- **Objetivo**
Copia del texto sobre las costureras el fragmento que comienza en las palabras que contienen "En el último" y termina en "de las confecciones.", y cambia "los textiles" por "las telas".

- **Texto fuente**
• • • •

Estas escuelas-taller marcaron el comienzo del fin de los gremios, ya que suponían una vía de aprendizaje alternativo al gremial a través de un doble objetivo: la enseñanza moral de las niñas y la especialización laboral de mujeres humildes en los procesos de producción textil.
La reglamentación de estos centros convirtió a las maestras de niñas en el primer oficio femenino titulado, sujeto a prueba de examen de corte a cargo de la Sociedad Económica Matritense.
A pesar de la especialización y la titulación como costureras, en la práctica las mujeres seguían teniendo cerrada la puerta de la maestría en los talleres de sastrería: podían ser maestras de su enseñanza, pero no de su oficio, que permanecía limitado a los hombres.
A principios del siglo XIX se produjo una demanda cada vez mayor de productos de moda de influencia francesa por parte de las mujeres de la aristocracia madrileña.
Mientras que la mayoría de la población vestía de forma miserable, con prendas elaboradas de forma doméstica que duraban décadas e incluso generaciones, reteñidas, recosidas y remendadas… las mujeres pudientes comenzaron a demandar modistas particulares y casas de costura que les ofrecieran variedad de modelos textiles, según la moda parisina.
Hacia mediados de siglo, una parte de las mujeres de clase no tan adinerada se integró en el consumo de ropa, aumentando así su demanda. Madrid experimentó entonces el auge de los oficios de la confección.
Muchas jóvenes se desplazaron del campo y los pueblos hasta la capital, donde se incorporarían a las recién inauguradas casas de moda como costureras o trabajarían por su cuenta ofreciendo sus servicios en las casas de los burgueses.
En el último tercio del siglo XIX, la industrialización y liberación económica derivada de la Revolución industrial, hicieron posible que en España se abarataran y diversifican los textiles, favoreciendo el aumento de las confecciones.
También este fue el momento del surgimiento de una nueva industria del vestido, la ropa “lista para llevar” que hoy todos conocemos y cuya producción se comenzó a realizar de manera seriada en fábricas y talleres industrializados.
Allí las costureras trabajaban por sueldos muy bajos y en condiciones muy duras, obligadas a trabajar doce o catorce horas al día, seis o incluso siete días a la semana, sin calefacción, sin ventilación y en un ambiente insano que solían provocarles afecciones pulmonares, circulatorias, musculares y oftalmológicas, entre otras.

• • • •

Registros de anotación de segmentación:
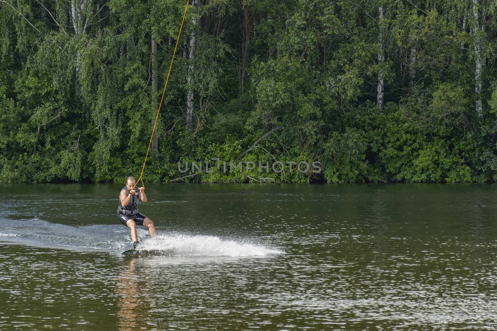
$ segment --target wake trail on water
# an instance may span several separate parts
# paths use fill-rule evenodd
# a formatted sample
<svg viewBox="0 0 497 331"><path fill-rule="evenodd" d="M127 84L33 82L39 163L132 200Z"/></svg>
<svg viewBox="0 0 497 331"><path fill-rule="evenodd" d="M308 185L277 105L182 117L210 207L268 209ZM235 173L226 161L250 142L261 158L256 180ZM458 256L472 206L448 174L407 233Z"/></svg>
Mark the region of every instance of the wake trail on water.
<svg viewBox="0 0 497 331"><path fill-rule="evenodd" d="M167 252L169 257L264 256L283 252L264 245L215 236L162 232L150 238L139 228L143 249ZM122 225L75 226L47 222L37 217L24 220L0 218L0 243L115 254L131 248L130 231Z"/></svg>

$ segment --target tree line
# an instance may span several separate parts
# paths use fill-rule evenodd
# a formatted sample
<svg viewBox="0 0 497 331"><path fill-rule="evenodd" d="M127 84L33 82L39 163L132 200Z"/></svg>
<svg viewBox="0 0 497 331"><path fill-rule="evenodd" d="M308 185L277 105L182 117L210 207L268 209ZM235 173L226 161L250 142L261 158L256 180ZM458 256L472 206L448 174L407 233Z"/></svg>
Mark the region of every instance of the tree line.
<svg viewBox="0 0 497 331"><path fill-rule="evenodd" d="M494 0L186 4L0 0L0 182L497 178Z"/></svg>

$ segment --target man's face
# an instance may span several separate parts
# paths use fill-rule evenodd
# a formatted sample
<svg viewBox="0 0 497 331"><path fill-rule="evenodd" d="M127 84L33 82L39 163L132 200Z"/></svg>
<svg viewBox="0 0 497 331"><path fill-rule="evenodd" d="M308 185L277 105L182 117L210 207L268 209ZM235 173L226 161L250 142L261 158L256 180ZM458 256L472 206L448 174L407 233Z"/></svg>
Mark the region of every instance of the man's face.
<svg viewBox="0 0 497 331"><path fill-rule="evenodd" d="M135 182L135 181L128 181L128 182L126 183L126 187L128 188L128 190L131 191L131 189L132 189L133 187L135 186L135 183L136 182Z"/></svg>

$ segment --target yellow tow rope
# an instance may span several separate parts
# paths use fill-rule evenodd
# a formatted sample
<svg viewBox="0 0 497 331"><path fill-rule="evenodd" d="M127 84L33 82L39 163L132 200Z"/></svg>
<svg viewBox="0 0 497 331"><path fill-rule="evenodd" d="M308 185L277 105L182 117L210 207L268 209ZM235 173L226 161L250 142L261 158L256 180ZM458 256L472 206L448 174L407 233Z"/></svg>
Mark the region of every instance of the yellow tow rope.
<svg viewBox="0 0 497 331"><path fill-rule="evenodd" d="M145 184L143 184L143 171L145 169L145 163L147 163L147 158L149 156L149 151L150 150L150 145L152 143L152 139L154 138L154 132L155 131L156 124L157 124L157 119L159 118L159 113L161 111L161 106L162 105L162 101L164 99L164 93L166 93L166 88L167 86L167 81L169 81L169 74L171 73L171 68L172 67L172 62L174 61L174 56L176 55L176 49L178 47L178 42L179 41L179 36L181 34L181 29L183 28L183 22L185 20L185 16L186 15L186 9L188 8L188 4L189 0L186 0L186 6L185 7L185 12L183 14L183 19L181 20L181 25L179 27L179 32L178 33L178 37L176 38L176 46L174 46L174 51L172 53L172 59L171 59L171 65L169 66L169 71L167 72L167 78L166 80L166 84L164 85L164 91L162 92L162 97L161 98L161 103L159 104L159 109L157 110L157 115L156 116L155 122L154 123L154 128L152 128L152 134L150 136L150 141L149 142L149 148L147 149L147 155L145 155L145 160L143 161L143 167L142 168L142 173L140 174L140 178L136 181L136 183L135 183L135 186L133 187L130 191L133 191L135 189L135 187L138 183L138 182L142 181L142 185L143 185L143 187L145 187Z"/></svg>

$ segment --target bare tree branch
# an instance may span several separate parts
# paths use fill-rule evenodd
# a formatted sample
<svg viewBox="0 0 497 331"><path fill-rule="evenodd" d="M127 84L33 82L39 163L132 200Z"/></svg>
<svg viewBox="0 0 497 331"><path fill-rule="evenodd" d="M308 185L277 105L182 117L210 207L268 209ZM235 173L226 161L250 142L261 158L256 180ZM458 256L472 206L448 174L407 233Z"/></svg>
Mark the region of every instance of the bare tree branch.
<svg viewBox="0 0 497 331"><path fill-rule="evenodd" d="M59 26L59 27L62 29L62 32L63 32L64 33L64 34L65 34L67 36L67 33L66 33L66 30L64 29L64 27L63 27L62 25L59 24L59 22L57 21L57 20L56 20L55 18L54 18L53 15L52 15L52 13L50 12L50 10L47 9L47 7L45 7L44 5L43 5L43 4L40 2L38 0L35 0L35 1L40 4L41 4L42 7L45 8L45 10L46 10L47 12L50 15L50 17L52 17L52 19L54 20L54 22L55 22L55 23Z"/></svg>
<svg viewBox="0 0 497 331"><path fill-rule="evenodd" d="M255 147L255 146L257 145L257 144L259 143L259 142L260 141L260 140L262 140L263 139L264 139L264 138L265 138L266 137L267 137L268 135L269 135L271 133L272 133L273 132L274 132L275 131L276 131L277 130L280 130L280 129L281 129L281 128L282 128L282 127L277 127L276 128L275 128L274 129L272 129L270 131L269 131L269 132L266 132L263 135L262 135L262 136L261 136L261 137L260 137L258 139L257 139L257 141L255 141L254 143L253 143L253 144L252 145L252 146L250 147L250 148L248 148L246 151L245 151L245 152L244 152L243 153L242 153L242 155L240 155L240 156L239 156L238 157L237 157L237 158L236 158L235 159L235 161L238 161L239 160L240 160L240 159L241 159L242 157L244 157L244 156L246 154L247 154L247 153L248 153L250 151L252 150L252 149L253 148L253 147Z"/></svg>
<svg viewBox="0 0 497 331"><path fill-rule="evenodd" d="M38 33L41 33L41 32L39 30L38 30L38 29L37 29L35 27L34 25L33 25L33 24L31 24L31 22L30 22L28 20L28 19L26 18L26 16L25 16L24 15L23 15L22 14L21 14L21 13L20 13L19 12L19 10L18 10L17 9L15 9L15 8L14 8L14 6L13 5L12 5L11 4L10 4L9 2L7 2L6 1L5 1L5 0L0 0L0 2L3 2L4 3L6 3L8 5L10 6L10 7L12 8L12 9L14 9L14 10L15 10L16 13L17 13L18 14L19 14L20 16L22 16L22 18L24 18L24 20L26 22L28 22L28 24L29 24L30 25L31 25L31 27L32 27L32 28L33 29L34 29L37 31L38 31Z"/></svg>

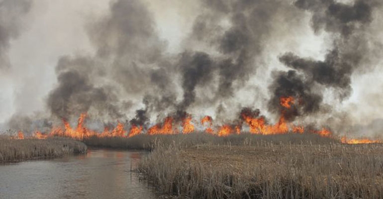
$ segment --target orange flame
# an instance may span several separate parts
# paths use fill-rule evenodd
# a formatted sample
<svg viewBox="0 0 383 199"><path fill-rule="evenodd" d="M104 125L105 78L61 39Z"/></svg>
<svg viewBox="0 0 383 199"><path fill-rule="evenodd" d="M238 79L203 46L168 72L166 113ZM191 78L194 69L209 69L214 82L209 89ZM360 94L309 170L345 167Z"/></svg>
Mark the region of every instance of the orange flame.
<svg viewBox="0 0 383 199"><path fill-rule="evenodd" d="M280 104L285 108L290 108L291 105L294 104L294 98L291 96L282 97L280 98Z"/></svg>
<svg viewBox="0 0 383 199"><path fill-rule="evenodd" d="M112 131L113 137L125 137L126 131L124 129L124 124L117 122L117 126Z"/></svg>
<svg viewBox="0 0 383 199"><path fill-rule="evenodd" d="M20 140L24 139L24 133L21 131L19 131L17 133L17 138Z"/></svg>
<svg viewBox="0 0 383 199"><path fill-rule="evenodd" d="M135 135L138 135L142 131L142 126L140 127L137 126L134 124L132 124L132 126L130 128L130 131L129 132L129 137L133 137Z"/></svg>
<svg viewBox="0 0 383 199"><path fill-rule="evenodd" d="M322 128L321 130L314 131L314 132L322 137L331 137L332 135L332 133L331 131L324 128Z"/></svg>
<svg viewBox="0 0 383 199"><path fill-rule="evenodd" d="M227 136L233 133L233 129L228 125L224 125L218 131L218 136Z"/></svg>
<svg viewBox="0 0 383 199"><path fill-rule="evenodd" d="M46 139L48 138L48 135L42 134L41 132L37 131L35 132L34 137L37 139Z"/></svg>
<svg viewBox="0 0 383 199"><path fill-rule="evenodd" d="M372 144L383 143L382 140L373 140L367 138L363 139L347 139L346 136L343 136L341 139L342 143L344 144Z"/></svg>
<svg viewBox="0 0 383 199"><path fill-rule="evenodd" d="M156 124L148 129L148 134L149 135L174 134L173 121L173 117L168 117L165 118L165 121L162 127L159 124Z"/></svg>
<svg viewBox="0 0 383 199"><path fill-rule="evenodd" d="M208 115L206 115L203 117L201 119L201 124L204 125L205 123L207 123L207 127L205 129L205 132L207 133L214 134L214 130L211 128L211 126L213 125L212 119L211 117Z"/></svg>
<svg viewBox="0 0 383 199"><path fill-rule="evenodd" d="M192 132L194 132L194 125L191 123L192 121L192 117L190 116L187 116L182 120L182 126L183 130L182 132L183 133L190 133Z"/></svg>
<svg viewBox="0 0 383 199"><path fill-rule="evenodd" d="M294 126L292 130L295 133L303 133L304 132L304 127L302 126Z"/></svg>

• • • •

- **Resultado del ejercicio**
En el último tercio del siglo XIX, la industrialización y liberación económica derivada de la Revolución industrial, hicieron posible que en España se abarataran y diversifican las telas, favoreciendo el aumento de las confecciones.